▶ **PASSAGE PROVIDED**
# # # # #

If high school soccer fans were asked who was going to win this game, the decision would have been heavily if not unanimously in the Trojans favor. But there is a reason the games are played on the field. For 100 minutes, the teams locked horns in a physical, well-played scoreless tie as the Panthers gave everything they had. But in the end, Bromfield took care of business, claiming a 3-2 win on penalty kicks to advance on to the Central Mass. Division 3 quarterfinals.

“We went into the game with a plan that was really built to force their offense to get chances at tough angles,” said first year Ayer coach John Weeks. “Our goal was to funnel them to the sidelines and not allow anything to happen in the middle. I thought we executed that plan very well. The problem was, we didn’t get a lot of offensive push and our chances were extremely limited. But I can’t stress how proud I was of our team’s effort, especially on the defensive end.”

For Trojans coach Tom Hill, the positives in the game in his mind were few and far between.

“I think we just stood around too much and didn’t really play up to the level I was expecting,” said the veteran coach. “Give them (Ayer) credit, they played a smart game. But, we didn’t play smart at all. Our first touches were shaky and that kept us from really putting together any type of offensive tempo. We have to play much better if we expect to keep advancing.”

In the early going, Bromfield had a quantity of chances, but not quality, putting five shots on Panthers’ goalkeeper Ryan Madigan in the first 10 minutes. The shots though were from quite a distance out and were directly at Madigan, who easily turned away the attempts.

Just under 20 minutes into the game, the Trojans came up with their best opportunity of the first half. Off a long throw-in, Derek Silver out-jumped the Ayer defense and headed a shot towards the net from 10 yards out. The shot went just inches over the crossbar as the game remained scoreless.

The Panthers’ lone scoring threat came in the 29th minute and was the best threat either side had in the first 40 minutes. Maurice Bechara shook loose of a defender and found space just outside the top of the box. The senior forward let loose a low shot that skipped once and was saved by diving Bromfield goaltender Will Nocka as the game headed to the intermission at 0-0.

“As the first half wore on, I thought our effort got better and we were working harder to get chances,” said Hill. “Then we kind of slowed down the last 10 minutes of the first half and that carried over. I thought at some point we were going to step up, but we never really did.”

A wild scramble in the 49th minute almost broke the ice. Bromfield had an initial shot blocked from 20 yards out, but the rebound came to Silver, who fired a shot that hit off the side of Madigan. Another rebound came out to Silver, who lined a shot from 10 yards away that hit off the crossbar and was eventually cleared away as Ayer dodged a major bullet.

# # # # #

▶ **SET OF TASKS**
A) In the soccer game report, rewrite the part from "In the early" to "game remained scoreless.", replacing "throw-in" with "corner kick".
B) Name every player mentioned in the soccer game report.
C) According to the soccer game report, by what score did Bromfield win on penalty kicks?

▶ **INFORMATION SUPPLIED**
# # # # #

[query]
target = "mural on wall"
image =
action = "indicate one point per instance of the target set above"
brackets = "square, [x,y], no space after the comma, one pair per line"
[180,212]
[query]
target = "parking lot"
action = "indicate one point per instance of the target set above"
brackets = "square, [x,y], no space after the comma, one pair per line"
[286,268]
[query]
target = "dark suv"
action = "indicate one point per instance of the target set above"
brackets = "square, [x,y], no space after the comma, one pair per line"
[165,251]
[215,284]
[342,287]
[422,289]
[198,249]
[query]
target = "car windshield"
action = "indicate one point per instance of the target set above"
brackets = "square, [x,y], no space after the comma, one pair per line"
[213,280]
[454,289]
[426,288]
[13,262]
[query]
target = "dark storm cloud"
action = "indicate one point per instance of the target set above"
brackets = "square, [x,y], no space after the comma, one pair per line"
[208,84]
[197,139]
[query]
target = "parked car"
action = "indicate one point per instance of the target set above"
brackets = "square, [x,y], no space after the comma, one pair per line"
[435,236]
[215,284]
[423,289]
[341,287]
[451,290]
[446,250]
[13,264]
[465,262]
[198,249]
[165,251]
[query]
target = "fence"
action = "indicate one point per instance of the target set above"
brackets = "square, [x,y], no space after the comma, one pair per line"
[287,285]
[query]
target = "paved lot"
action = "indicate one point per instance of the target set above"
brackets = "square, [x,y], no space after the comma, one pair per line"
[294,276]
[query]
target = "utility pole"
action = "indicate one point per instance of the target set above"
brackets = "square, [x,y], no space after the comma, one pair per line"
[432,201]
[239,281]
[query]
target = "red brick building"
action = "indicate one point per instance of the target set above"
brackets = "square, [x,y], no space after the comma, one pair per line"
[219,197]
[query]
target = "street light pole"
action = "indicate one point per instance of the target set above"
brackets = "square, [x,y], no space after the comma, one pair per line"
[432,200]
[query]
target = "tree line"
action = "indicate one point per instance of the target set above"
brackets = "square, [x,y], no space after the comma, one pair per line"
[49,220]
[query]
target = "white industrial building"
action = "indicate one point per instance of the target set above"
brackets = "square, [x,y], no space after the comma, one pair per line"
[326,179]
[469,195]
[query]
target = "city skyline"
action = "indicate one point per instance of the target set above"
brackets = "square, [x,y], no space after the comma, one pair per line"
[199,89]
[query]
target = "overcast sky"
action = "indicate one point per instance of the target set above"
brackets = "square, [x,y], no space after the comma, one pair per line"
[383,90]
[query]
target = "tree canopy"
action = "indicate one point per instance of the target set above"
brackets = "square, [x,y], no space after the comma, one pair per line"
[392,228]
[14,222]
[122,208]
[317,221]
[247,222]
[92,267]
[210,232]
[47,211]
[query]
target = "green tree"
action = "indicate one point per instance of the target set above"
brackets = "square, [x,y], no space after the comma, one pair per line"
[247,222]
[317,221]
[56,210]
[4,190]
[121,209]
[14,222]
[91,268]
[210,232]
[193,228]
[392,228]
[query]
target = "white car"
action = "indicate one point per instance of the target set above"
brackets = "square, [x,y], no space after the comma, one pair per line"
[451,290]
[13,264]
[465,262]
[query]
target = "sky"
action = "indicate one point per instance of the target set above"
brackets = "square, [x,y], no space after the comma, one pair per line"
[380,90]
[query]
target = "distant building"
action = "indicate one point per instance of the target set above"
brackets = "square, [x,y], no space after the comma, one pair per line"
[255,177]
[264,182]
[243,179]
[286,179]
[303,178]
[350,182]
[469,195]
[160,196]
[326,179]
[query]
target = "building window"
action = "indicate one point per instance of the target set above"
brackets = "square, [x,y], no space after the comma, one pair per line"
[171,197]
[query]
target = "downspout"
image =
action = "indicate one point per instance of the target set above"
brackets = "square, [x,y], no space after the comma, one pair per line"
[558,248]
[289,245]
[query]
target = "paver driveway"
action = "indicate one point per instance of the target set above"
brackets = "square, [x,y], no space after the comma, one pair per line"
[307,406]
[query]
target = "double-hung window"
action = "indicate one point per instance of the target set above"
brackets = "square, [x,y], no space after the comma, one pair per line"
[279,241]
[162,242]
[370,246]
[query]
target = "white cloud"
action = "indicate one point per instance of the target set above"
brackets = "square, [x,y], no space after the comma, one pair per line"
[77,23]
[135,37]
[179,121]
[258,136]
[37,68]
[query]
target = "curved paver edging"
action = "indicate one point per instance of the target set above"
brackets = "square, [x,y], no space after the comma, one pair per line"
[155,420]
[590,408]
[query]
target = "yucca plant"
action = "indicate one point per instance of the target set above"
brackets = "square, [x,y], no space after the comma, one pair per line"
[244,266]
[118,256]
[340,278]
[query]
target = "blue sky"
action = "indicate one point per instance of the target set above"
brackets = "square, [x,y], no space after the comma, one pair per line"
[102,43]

# # # # #

▶ **REPLIES**
A)
In the early going, Bromfield had a quantity of chances, but not quality, putting five shots on Panthers’ goalkeeper Ryan Madigan in the first 10 minutes. The shots though were from quite a distance out and were directly at Madigan, who easily turned away the attempts.

Just under 20 minutes into the game, the Trojans came up with their best opportunity of the first half. Off a long corner kick, Derek Silver out-jumped the Ayer defense and headed a shot towards the net from 10 yards out. The shot went just inches over the crossbar as the game remained scoreless.

B) Ryan Madigan, Derek Silver, Maurice Bechara, Will Nocka

C) 3-2